Ik loop met trillende knieën naar de Sacramentskerk (zie eerder blog) om te kijken of hij er nog staat.
Als ik de laatste hoek nader vertraag ik mijn pas. Wacht met kijken. Draai mijn hoofd langzaam. Houd mijn adem in.
Maar gelukkig. Ik kan het nog even uitstellen. Want er zijn bomen. Waar ik niet doorheen kan kijken.
Dan loop ik nog een paar passen naar voren.
Heel voorzichtig.
En.
Ik houd mijn hoofd schuin.
Wel.
Niet?
Een stukje bruine romp. Wordt zichtbaar. Onaangetast. Tussen het bladerdek.
Ik jubel.
Gelukkig.
Hij staat er nog.
Opgelucht kan ik weer adem halen.
Maar, zijn laatste dagen zijn geteld.
De klok staat op één over half drie en wordt niet meer gelijk gezet.
Als ik dichterbij kom zie ik mannen heen en weer lopen. Ze zijn de kerk aan het ontruimen vermoed ik.
Ik loop door een hek naar binnen. En vraag de een van de mannen wat ze aan het doen zijn.
“We halen de kerk leeg,” zegt hij.
Hij vraagt mij waarom ik dat wil weten.
Ik vertel hem dat ik de afbraak van de kerk volg.
En het leuk zou vinden de kerk van binnen te zien. Hij heeft lang blond haar deze man. Met een hippe kralenketting om zijn pols. En praat met een dubbele tong.
“Kom maar,” zegt hij, “dan laat ik je de kerk zien. Ik ken de kerk goed want ik ben hier misdienaar geweest.”
Mijn hart maakt een vreugdedansje. Mag ik echt de kerk van binnen zien??Ik loop dankbaar met hem mee.
Ik kom in een reusachtige zaal. Met een glimmend houten gewelf, glas in lood raampjes, witte beelden, een marmeren altaar en nog veel meer.
En er ligt er heel erg veel rommel.
Oude wc potten. Buizen. Stenen.
“Het is een opslagplaats geweest,” zegt de man. “En nu zijn ze de rommel aan het weghalen. Hiervoor hebben er hippies in gewoond.”
Het orgel is ontmanteld. De pijpen zijn weg. En het toetsenbord is ook niet meer wat het geweest is.
“Alles gaat naar de vlakte,” zegt hij. “Ik probeer dit marmeren altaar nog te redden, maar ja.

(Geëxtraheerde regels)
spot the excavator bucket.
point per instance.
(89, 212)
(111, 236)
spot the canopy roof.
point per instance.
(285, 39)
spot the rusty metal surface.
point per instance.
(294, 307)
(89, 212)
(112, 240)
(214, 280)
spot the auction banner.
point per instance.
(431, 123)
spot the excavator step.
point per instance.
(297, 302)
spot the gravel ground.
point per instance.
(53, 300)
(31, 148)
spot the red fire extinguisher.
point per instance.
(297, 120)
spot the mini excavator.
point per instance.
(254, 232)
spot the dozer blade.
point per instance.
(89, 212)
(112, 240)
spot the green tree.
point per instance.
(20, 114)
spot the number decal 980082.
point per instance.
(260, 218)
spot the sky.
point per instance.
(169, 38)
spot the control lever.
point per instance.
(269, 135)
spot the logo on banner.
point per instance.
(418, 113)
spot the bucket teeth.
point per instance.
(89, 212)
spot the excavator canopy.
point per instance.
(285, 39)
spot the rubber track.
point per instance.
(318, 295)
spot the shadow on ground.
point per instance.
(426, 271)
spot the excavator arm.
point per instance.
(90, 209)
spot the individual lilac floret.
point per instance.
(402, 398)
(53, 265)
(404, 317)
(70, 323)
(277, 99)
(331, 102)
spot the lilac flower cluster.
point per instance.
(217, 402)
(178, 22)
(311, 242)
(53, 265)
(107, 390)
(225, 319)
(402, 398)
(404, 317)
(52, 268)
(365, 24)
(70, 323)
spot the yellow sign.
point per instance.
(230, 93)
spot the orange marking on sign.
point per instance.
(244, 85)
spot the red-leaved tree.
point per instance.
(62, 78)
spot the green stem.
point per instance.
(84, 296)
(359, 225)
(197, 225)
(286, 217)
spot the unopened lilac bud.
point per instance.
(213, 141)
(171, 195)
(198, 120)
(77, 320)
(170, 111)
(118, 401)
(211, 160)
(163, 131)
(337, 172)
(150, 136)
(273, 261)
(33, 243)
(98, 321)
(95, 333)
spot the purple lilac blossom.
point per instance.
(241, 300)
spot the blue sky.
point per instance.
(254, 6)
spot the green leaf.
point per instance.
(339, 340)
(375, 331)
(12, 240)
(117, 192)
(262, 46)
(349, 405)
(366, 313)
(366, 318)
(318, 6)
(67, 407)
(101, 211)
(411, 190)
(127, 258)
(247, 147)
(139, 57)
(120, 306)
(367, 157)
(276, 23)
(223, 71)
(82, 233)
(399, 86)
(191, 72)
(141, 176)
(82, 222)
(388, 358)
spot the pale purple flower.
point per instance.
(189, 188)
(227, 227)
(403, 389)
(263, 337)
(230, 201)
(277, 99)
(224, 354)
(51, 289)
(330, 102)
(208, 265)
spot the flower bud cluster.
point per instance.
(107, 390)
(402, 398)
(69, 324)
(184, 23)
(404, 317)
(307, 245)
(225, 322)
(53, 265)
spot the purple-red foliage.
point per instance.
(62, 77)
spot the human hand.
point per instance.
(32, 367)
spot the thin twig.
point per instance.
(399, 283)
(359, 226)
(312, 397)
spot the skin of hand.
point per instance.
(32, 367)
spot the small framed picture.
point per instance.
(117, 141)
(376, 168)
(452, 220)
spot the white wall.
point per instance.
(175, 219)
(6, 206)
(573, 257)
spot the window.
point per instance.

Opdracht:
Schrijf het verhaal over het bezoek aan de Sacramentskerk verder, te beginnen na de laatste zin. De regels spelen hierbij geen rol.

Antwoord:
Ook voor de grote klokken in de toren is nog geen plan,” zegt hij.
“Zou je die willen zien?”
Ik kan mijn oren niet geloven. Mag ik de klokken zien? Helemaal in de top?
“Ja graag,” zeg ik enthousiast.
We lopen omhoog, het eerste trappetje op. Daar begint het verval. Alles is vies en kapot.
Ik moet mij stevig vasthouden aan wiebelige houten leuningen waar ik niet zeker van weet of ze zullen afbreken.
Er volgen eindeloos veel van dit soort trappetjes. Bezaaid met korsten van duivenpoep en duivenlijken. Ik durf bijna niet te kijken. En niks aan te raken.
“Houdt je goed vast,” zegt hij nog.
Eindelijk komen we boven.
Een grote lichtzee omarmt ons. En vier indrukwekkende grote klokken lachen ons toe. Wel vol met duivenpoep.
“Ze doen het nog hoor,” zegt hij lachend en hij laat met een flinke zwaai aan de klepel de klokken horen.
Wat een geluid.
Ik bons daar bijna weg.
Ik houd mijn handen voor mijn oren maar wil eigenlijk het geluid opnemen. Helaas begint hij er doorheen te praten.
Dan maar door de raampjes kijken. Wat een uitzicht! Zelfs de zee kan ik zien.
“We zitten bijna op honderd meter hoogte,” zegt hij. Wat zonde dat dit er binnenkort niet meer is. Dat niemand meer van dit uitzicht kan genieten.
Dan lopen we terug. Een verdieping lager hangen stalen draden. Die vastzitten aan de klokken.
“Die gebruiken we voor verschillende diensten,” zegt hij. “Aan die draden kan je trekken. En dan gaan de klokken luiden. Elke dienst heeft zijn eigen klok.”
Hij somt ze op. Maar dat gaat iets te snel voor mijn vandaag wat trage hersenen.
We lopen weer naar beneden.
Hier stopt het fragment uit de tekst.